• TASK STATEMENT: Convert every line of the material below into a Markdown table with the columns Row and Line, numbering the rows in order and skipping blank lines. Omit the pictures from the table.

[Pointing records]
▬▬▬▬▬▬▬▬▬▬
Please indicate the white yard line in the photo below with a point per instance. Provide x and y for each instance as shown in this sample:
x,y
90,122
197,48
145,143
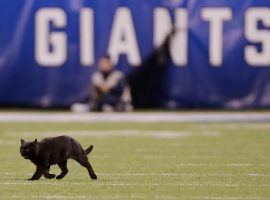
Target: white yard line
x,y
135,117
141,184
120,133
164,174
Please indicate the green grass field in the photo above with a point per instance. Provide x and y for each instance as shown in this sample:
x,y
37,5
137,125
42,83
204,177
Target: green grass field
x,y
145,161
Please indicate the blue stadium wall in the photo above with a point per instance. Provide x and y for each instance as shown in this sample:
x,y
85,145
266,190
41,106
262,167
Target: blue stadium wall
x,y
221,53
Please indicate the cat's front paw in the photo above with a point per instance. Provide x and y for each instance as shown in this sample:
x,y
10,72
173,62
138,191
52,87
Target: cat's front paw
x,y
32,179
49,176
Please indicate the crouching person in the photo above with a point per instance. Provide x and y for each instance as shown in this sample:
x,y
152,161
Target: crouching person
x,y
109,89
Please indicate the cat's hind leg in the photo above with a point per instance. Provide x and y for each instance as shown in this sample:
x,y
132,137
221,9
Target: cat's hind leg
x,y
46,173
64,170
84,162
37,174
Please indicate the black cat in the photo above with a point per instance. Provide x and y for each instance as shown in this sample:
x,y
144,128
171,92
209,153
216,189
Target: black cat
x,y
52,151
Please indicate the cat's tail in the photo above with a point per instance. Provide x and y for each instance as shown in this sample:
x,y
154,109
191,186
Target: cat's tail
x,y
88,150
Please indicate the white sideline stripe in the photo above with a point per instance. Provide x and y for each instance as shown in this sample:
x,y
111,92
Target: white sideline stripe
x,y
134,117
230,198
138,184
164,174
122,133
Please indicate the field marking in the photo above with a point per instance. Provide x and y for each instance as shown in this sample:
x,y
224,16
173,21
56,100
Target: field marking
x,y
140,184
57,117
161,174
138,197
122,133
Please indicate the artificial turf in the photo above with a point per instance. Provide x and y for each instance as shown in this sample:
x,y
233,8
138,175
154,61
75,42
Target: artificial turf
x,y
145,161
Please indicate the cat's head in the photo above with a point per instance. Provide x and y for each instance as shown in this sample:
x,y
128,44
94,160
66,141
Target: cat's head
x,y
29,150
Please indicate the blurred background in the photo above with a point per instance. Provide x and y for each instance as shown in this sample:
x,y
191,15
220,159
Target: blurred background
x,y
217,53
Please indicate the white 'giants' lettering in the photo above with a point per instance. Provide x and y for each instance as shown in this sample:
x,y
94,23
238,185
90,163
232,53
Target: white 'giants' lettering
▬▬▬▬▬▬▬▬▬▬
• SOLUTION FOR THIS TASK:
| Row | Line |
|---|---|
| 1 | Please indicate the white yard line in the photo below with a point per instance. Provide x and y for each instance as shown in this sample: |
| 2 | x,y |
| 3 | 90,122 |
| 4 | 197,48 |
| 5 | 145,143 |
| 6 | Target: white yard line |
| 7 | x,y |
| 8 | 135,117 |
| 9 | 141,184 |
| 10 | 120,133 |
| 11 | 164,174 |
| 12 | Please indicate the green grass field in the photo above with a point per instance. Provide x and y for each instance as shown in this sample: |
| 13 | x,y |
| 14 | 37,5 |
| 15 | 137,125 |
| 16 | 42,83 |
| 17 | 204,177 |
| 18 | Target: green grass field |
| 19 | x,y |
| 20 | 145,161 |
| 21 | Please indicate the blue stadium wall in the photo above with a point per instance. Provide x and y for each instance as shown in this sample: |
| 22 | x,y |
| 23 | 85,145 |
| 24 | 266,190 |
| 25 | 41,106 |
| 26 | 262,167 |
| 27 | Target: blue stadium wall |
| 28 | x,y |
| 29 | 221,53 |
| 30 | Please indicate the cat's front paw in the photo above with a point per instance. Provide x and y for each instance as shown in this sample: |
| 31 | x,y |
| 32 | 10,72 |
| 33 | 173,62 |
| 34 | 138,191 |
| 35 | 52,87 |
| 36 | Target: cat's front paw |
| 37 | x,y |
| 38 | 32,179 |
| 39 | 49,176 |
| 40 | Please indicate the crouching person in the photo above with a point per instance. Provide x and y for each instance as shown in this sample: |
| 41 | x,y |
| 42 | 152,161 |
| 43 | Target: crouching person |
| 44 | x,y |
| 45 | 109,89 |
| 46 | Please indicate the cat's hind leg in the photo above with a point per instance. Provide x and y for each instance as shown in this sample: |
| 47 | x,y |
| 48 | 132,137 |
| 49 | 221,9 |
| 50 | Target: cat's hind leg |
| 51 | x,y |
| 52 | 46,173 |
| 53 | 64,170 |
| 54 | 84,162 |
| 55 | 37,174 |
| 56 | Please indicate the black cat in the photo above with a point per instance. Provide x and y for each instance as shown in this sample: |
| 57 | x,y |
| 58 | 144,128 |
| 59 | 171,92 |
| 60 | 209,153 |
| 61 | 216,189 |
| 62 | Target: black cat |
| 63 | x,y |
| 64 | 52,151 |
| 65 | Please indicate the cat's tail in the photo above with a point per instance. Provide x and y for each instance as shown in this sample: |
| 66 | x,y |
| 67 | 154,109 |
| 68 | 191,186 |
| 69 | Target: cat's tail |
| 70 | x,y |
| 71 | 88,150 |
| 72 | Please indicate the white sideline stripe in the photo above with a point per instance. Provide x and y for each instance as shown in this sample: |
| 73 | x,y |
| 74 | 111,92 |
| 75 | Target: white sideline stripe |
| 76 | x,y |
| 77 | 134,117 |
| 78 | 230,198 |
| 79 | 138,184 |
| 80 | 164,174 |
| 81 | 122,133 |
| 82 | Please indicate the field marking in the photo above with a point per instance. Provide x and y for each instance as shown in this sample: |
| 83 | x,y |
| 84 | 224,16 |
| 85 | 173,21 |
| 86 | 56,100 |
| 87 | Target: field marking |
| 88 | x,y |
| 89 | 140,184 |
| 90 | 57,117 |
| 91 | 161,174 |
| 92 | 138,197 |
| 93 | 122,133 |
| 94 | Please indicate the artificial turf in the photo above with a point per instance. Provide x and y for each instance as shown in this sample: |
| 95 | x,y |
| 96 | 233,8 |
| 97 | 138,175 |
| 98 | 154,61 |
| 99 | 75,42 |
| 100 | Target: artificial turf |
| 101 | x,y |
| 102 | 145,161 |
| 103 | Please indicate the cat's head in the photo above with a point per instance. Provide x and y for each instance as shown in this sample: |
| 104 | x,y |
| 105 | 128,44 |
| 106 | 94,160 |
| 107 | 66,141 |
| 108 | Target: cat's head |
| 109 | x,y |
| 110 | 29,150 |
| 111 | Please indicate the blurred background in the photo above with a point per instance. Provide x and y for each instance as shown in this sample: |
| 112 | x,y |
| 113 | 191,15 |
| 114 | 220,159 |
| 115 | Target: blurred background |
| 116 | x,y |
| 117 | 217,53 |
| 118 | Please indicate the white 'giants' lettering in the photo above with a point per instance. Provide x and y for each instance as shown in this sample: |
| 119 | x,y |
| 120 | 94,23 |
| 121 | 238,185 |
| 122 | 90,163 |
| 123 | 232,53 |
| 124 | Target: white 'giants' lettering |